Instructions for the task: Give the records once more, exactly as they stand.

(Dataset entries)
*** Block opens ***

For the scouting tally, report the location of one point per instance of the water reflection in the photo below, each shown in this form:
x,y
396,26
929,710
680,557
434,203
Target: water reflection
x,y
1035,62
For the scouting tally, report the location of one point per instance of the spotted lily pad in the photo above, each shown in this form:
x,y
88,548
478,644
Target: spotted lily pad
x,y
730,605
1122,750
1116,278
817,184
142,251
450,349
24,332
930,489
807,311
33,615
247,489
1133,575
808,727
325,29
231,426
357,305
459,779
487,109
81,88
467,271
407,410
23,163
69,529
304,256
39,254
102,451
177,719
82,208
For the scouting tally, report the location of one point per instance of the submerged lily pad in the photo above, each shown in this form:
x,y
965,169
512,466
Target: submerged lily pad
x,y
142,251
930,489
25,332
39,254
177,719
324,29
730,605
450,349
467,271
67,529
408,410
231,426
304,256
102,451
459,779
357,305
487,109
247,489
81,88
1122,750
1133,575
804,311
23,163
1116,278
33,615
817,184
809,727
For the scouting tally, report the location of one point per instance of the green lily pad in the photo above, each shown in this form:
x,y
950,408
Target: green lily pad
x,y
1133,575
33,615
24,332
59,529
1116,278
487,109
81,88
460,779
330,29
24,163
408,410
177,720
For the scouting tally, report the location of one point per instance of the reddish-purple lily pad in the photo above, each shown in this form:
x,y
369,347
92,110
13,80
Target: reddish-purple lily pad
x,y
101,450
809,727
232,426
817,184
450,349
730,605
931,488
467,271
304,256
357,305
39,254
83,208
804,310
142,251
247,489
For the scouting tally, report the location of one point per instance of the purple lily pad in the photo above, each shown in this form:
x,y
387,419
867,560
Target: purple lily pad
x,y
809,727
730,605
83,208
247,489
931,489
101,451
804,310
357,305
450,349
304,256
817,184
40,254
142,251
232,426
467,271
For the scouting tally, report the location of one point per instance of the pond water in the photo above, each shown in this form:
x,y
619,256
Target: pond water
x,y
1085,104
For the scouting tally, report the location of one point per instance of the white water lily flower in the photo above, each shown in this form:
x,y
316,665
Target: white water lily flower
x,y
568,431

*** Block closes ***

Answer box:
For the scouting tally, report the location of one point per instance of the water reflection in the photo below, each shown in this form:
x,y
396,26
929,710
680,557
434,203
Target: water reflection
x,y
1035,62
For the scouting tally, report the location of one point per instance of the spotted lily pad in the photo above, each shown in this form:
x,y
88,548
478,644
Target: spotted lily pad
x,y
730,605
1122,750
1116,278
817,184
142,251
450,349
24,332
930,489
807,311
33,615
247,489
1133,575
808,727
325,29
231,426
357,305
459,779
487,109
81,88
467,271
407,410
23,163
69,529
304,256
39,254
102,451
177,719
82,208
For the scouting tally, report the location of one point per instance of the submerged lily pad in the photo above, each shown in this form:
x,y
965,169
512,466
Target: submerged lily pad
x,y
142,251
930,489
25,332
39,254
177,719
324,29
730,605
450,349
467,271
67,529
408,410
231,426
304,256
102,451
459,779
357,305
487,109
247,489
81,88
1122,750
1133,575
804,311
23,163
1116,278
33,615
817,184
809,727
For the scouting tally, report the location of one point per instance of the green lily pad in the photo above, each shown in this form:
x,y
950,408
Target: green lily pad
x,y
1133,575
33,615
24,332
59,529
1116,278
487,109
81,88
460,779
330,29
24,163
408,410
177,720
For the scouting tally, report the location of one point per instance of the reddish-purple lily pad in the photo above, each shown in this form:
x,y
369,347
92,110
13,80
Target: reddish-purple lily pad
x,y
101,450
809,727
232,426
817,184
450,349
730,605
931,488
467,271
304,256
357,305
39,254
83,208
804,310
142,251
247,489
For the scouting tally, report the location of one point per instance of the purple lily pad in the photo above, each shown in this form:
x,y
387,419
867,560
Target: purple lily pad
x,y
809,727
730,605
83,208
247,489
931,489
101,451
804,310
357,305
450,349
304,256
817,184
40,254
142,251
232,426
467,271
For the scouting tally, report the location of one point per instance of the pond water in the photo above, each shown in this form:
x,y
619,256
Target: pond water
x,y
1085,104
For the scouting tally, report the location of one point per instance of the white water lily flower in the photo above, each shown in this form:
x,y
316,665
Target: white water lily flower
x,y
568,431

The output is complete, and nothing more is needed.